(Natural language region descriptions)

* * * * * * *

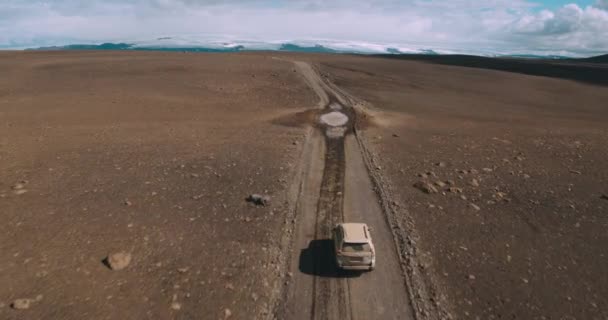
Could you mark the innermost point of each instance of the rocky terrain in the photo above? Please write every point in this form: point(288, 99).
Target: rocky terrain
point(500, 178)
point(124, 180)
point(158, 185)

* * * * * * *

### What you will do
Your copy must match the records above word for word and contain no pictures.

### Written response
Could you mark the innermost point of each instance of the rocky terrain in the photo above? Please write every point in this form: point(288, 99).
Target: rocky terrain
point(500, 178)
point(124, 180)
point(158, 185)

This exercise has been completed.